--- START OF TEXT EXCERPT ---

Roughly: The glTF itself is used only as a basis for building the "engine-specific asset". And this may even be stored in an engine-specific asset (file) format, which only refers to the glTF as its input. In this case, of course, any engine-specific additions have to know which element of the glTF they refer to.

Yes, this is precisely the idea. Well, ideally, the glTF is a very large part of the asset, like 90% or more. This way when you need to have some data specified in your engine-specific format, you can have 90% or more of your asset be a portable glTF, instead of 0% (with all data being stored in the engine-specific format).

In this case, the base glTF asset would not even be intended to be "portable" any more

Not necessarily. The base asset could be portable, but it would just be missing whatever functionality you added in-engine. For example, when making an avatar for VRChat, you start with the base model with a mesh, skeleton, materials, etc, and may replace materials, add new functionality (like spring bones for dynamic hair/tails/ears/etc), etc. The base model is still fairly portable, it can still be moved to other apps, used with its skeleton etc, but it will just be missing the final last-stage tweaks (like the hair will be static relative to the head).

--- END OF TEXT EXCERPT ---

Retype the forum excerpt on glTF and engine-specific assets from "Not necessarily. The" up to and including "to the head).".

--- START OF EXTRACTED MATERIAL ---

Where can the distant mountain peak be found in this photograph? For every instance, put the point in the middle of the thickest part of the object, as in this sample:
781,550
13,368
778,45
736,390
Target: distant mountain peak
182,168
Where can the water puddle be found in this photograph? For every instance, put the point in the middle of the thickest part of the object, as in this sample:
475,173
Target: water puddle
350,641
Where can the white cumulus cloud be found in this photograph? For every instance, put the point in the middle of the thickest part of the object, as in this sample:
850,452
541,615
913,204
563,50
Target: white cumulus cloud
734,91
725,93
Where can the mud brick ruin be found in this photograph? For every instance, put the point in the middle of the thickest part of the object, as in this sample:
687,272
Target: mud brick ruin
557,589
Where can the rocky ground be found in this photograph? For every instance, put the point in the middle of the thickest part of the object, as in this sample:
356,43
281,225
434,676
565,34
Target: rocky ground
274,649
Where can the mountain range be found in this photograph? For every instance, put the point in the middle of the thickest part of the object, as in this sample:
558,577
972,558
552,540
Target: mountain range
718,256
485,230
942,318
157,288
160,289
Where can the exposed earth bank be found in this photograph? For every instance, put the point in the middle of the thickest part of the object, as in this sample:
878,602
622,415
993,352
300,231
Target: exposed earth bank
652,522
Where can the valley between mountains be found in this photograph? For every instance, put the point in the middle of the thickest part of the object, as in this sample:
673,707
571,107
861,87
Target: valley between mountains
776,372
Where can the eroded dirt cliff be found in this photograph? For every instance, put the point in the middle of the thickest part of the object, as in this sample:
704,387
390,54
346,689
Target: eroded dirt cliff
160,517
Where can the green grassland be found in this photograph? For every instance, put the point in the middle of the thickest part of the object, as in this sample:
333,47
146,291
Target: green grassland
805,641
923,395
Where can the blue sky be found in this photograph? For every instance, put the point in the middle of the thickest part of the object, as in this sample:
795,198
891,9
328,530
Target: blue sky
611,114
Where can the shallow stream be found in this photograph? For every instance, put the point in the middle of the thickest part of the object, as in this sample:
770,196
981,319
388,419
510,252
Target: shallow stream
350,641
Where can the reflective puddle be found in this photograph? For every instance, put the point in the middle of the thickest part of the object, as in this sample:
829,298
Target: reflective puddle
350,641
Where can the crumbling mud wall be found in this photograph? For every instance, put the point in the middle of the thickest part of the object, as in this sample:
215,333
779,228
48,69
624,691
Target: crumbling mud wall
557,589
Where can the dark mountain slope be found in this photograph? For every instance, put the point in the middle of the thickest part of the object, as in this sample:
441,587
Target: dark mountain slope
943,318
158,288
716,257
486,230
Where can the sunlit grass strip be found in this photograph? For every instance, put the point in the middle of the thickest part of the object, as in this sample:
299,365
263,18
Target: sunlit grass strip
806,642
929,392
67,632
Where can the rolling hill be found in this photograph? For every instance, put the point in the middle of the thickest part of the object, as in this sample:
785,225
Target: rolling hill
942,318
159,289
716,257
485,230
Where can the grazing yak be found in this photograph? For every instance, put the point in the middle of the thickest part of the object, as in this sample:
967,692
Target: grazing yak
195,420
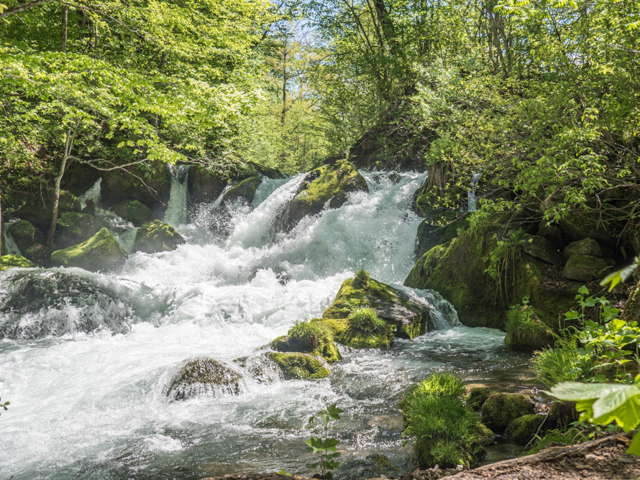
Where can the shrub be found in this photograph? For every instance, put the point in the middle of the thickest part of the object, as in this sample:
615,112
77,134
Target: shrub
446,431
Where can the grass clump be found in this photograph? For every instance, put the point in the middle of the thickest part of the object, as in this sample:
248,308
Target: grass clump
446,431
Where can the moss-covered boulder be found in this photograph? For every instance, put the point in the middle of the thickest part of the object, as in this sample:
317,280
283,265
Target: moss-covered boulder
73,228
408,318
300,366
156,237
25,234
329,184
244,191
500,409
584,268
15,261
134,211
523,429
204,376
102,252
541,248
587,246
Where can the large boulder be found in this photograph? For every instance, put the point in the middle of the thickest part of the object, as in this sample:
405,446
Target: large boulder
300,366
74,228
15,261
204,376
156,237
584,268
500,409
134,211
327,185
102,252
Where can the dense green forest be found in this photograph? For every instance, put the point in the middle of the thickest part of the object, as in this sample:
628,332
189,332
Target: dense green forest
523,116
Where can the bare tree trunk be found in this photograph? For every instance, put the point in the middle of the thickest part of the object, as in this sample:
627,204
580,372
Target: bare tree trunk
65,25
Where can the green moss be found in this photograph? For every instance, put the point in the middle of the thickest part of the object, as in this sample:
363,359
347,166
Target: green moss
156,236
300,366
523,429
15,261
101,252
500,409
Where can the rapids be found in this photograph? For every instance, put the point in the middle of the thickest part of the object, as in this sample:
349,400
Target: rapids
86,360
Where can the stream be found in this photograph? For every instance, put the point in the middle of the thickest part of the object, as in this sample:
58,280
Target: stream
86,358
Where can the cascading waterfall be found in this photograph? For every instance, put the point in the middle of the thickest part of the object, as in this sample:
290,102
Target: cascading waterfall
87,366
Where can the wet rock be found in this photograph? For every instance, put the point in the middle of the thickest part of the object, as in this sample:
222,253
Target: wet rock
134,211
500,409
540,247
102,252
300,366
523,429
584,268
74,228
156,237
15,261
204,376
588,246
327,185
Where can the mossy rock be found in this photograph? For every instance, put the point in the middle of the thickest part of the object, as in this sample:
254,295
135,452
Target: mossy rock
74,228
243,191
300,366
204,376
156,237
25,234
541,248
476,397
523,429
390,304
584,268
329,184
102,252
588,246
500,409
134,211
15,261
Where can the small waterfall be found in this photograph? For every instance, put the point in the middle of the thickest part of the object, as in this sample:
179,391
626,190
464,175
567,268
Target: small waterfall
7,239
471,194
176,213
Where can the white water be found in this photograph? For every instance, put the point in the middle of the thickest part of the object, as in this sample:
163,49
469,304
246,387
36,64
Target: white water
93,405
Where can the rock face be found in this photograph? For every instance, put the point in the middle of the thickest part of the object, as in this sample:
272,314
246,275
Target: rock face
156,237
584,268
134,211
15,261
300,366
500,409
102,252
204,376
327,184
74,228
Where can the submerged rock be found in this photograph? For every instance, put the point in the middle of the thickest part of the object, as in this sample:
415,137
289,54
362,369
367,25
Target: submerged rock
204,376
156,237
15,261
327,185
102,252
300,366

--- END OF EXTRACTED MATERIAL ---
--- START OF EXTRACTED MATERIAL ---

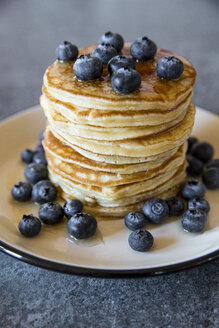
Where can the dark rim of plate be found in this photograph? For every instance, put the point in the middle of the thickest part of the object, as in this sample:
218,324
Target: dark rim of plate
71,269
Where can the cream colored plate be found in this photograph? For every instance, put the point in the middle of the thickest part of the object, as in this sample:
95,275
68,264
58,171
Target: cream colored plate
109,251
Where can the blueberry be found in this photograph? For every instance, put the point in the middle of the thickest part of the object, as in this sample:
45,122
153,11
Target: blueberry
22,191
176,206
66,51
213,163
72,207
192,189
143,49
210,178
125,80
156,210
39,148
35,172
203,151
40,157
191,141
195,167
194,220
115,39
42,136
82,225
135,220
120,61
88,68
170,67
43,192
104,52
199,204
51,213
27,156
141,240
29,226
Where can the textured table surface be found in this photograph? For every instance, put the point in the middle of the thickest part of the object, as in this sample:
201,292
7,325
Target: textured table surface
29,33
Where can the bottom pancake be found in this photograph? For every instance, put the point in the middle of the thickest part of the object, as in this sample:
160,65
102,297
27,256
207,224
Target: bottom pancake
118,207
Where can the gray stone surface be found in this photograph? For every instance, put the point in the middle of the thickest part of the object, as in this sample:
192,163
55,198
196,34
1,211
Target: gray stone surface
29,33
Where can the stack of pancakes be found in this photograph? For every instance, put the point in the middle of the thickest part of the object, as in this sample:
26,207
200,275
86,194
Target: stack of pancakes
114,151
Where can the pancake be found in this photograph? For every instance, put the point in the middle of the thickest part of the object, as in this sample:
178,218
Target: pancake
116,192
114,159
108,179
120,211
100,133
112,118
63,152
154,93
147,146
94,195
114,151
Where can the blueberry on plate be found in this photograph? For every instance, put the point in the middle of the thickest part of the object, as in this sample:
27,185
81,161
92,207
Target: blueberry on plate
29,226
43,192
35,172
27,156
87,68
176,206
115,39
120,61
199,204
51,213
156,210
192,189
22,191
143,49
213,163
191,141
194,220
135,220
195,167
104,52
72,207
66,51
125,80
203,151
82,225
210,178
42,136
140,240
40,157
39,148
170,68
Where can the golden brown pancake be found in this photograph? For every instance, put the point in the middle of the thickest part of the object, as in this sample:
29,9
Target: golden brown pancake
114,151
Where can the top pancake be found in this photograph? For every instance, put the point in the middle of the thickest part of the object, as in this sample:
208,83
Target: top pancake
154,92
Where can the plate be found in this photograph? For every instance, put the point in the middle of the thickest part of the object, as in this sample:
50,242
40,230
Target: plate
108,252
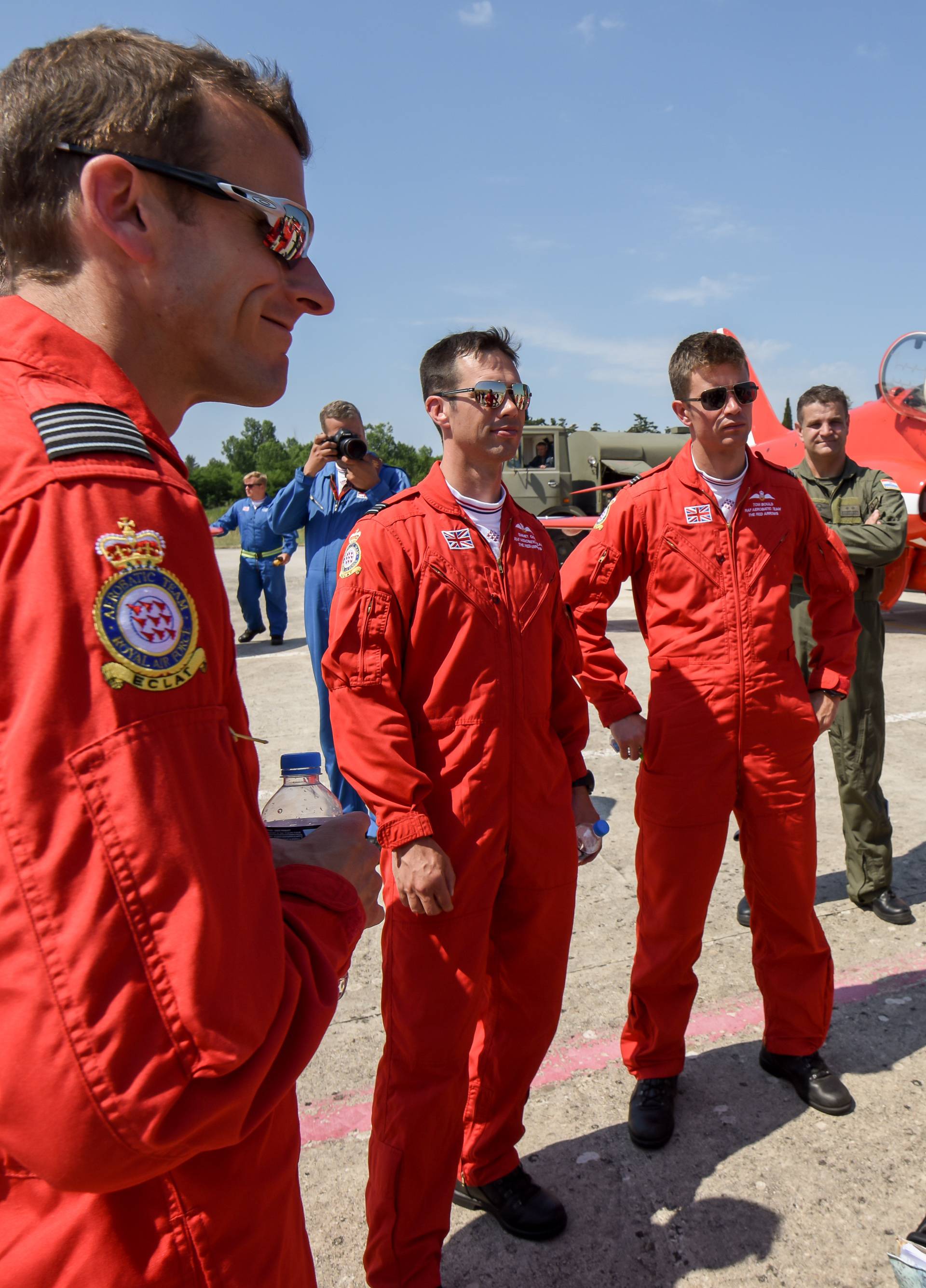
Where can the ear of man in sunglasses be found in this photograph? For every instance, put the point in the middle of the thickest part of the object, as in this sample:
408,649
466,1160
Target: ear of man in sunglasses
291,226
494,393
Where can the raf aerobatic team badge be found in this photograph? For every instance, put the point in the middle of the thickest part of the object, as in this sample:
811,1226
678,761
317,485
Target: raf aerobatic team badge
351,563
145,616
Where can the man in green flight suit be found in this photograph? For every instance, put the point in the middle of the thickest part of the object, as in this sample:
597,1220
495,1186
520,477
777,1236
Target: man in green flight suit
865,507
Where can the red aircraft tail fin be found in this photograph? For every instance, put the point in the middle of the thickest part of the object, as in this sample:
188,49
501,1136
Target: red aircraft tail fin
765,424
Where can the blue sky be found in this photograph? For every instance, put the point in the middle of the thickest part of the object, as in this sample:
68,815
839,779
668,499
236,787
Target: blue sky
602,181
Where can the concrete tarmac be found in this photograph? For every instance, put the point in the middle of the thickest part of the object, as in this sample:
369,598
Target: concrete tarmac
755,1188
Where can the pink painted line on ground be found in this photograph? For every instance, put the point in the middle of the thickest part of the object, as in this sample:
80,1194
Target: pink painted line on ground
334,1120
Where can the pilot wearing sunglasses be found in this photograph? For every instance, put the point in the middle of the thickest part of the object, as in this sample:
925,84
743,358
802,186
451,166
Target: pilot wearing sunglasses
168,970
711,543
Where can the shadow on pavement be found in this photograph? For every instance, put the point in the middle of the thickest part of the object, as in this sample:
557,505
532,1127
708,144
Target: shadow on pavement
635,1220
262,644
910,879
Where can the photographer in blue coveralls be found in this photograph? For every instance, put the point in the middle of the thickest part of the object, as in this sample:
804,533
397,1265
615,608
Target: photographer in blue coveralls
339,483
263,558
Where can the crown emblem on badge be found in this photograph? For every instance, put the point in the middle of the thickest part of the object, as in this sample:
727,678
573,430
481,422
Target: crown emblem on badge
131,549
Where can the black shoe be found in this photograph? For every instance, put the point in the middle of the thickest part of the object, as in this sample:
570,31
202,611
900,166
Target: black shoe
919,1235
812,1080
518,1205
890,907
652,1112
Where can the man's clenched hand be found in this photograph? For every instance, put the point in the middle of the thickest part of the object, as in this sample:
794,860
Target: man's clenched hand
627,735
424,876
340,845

--- END OF EXTRACTED MATERIAL ---

* **FINISHED EXERCISE**
Not necessarily. The base asset could be portable, but it would just be missing whatever functionality you added in-engine. For example, when making an avatar for VRChat, you start with the base model with a mesh, skeleton, materials, etc, and may replace materials, add new functionality (like spring bones for dynamic hair/tails/ears/etc), etc. The base model is still fairly portable, it can still be moved to other apps, used with its skeleton etc, but it will just be missing the final last-stage tweaks (like the hair will be static relative to the head).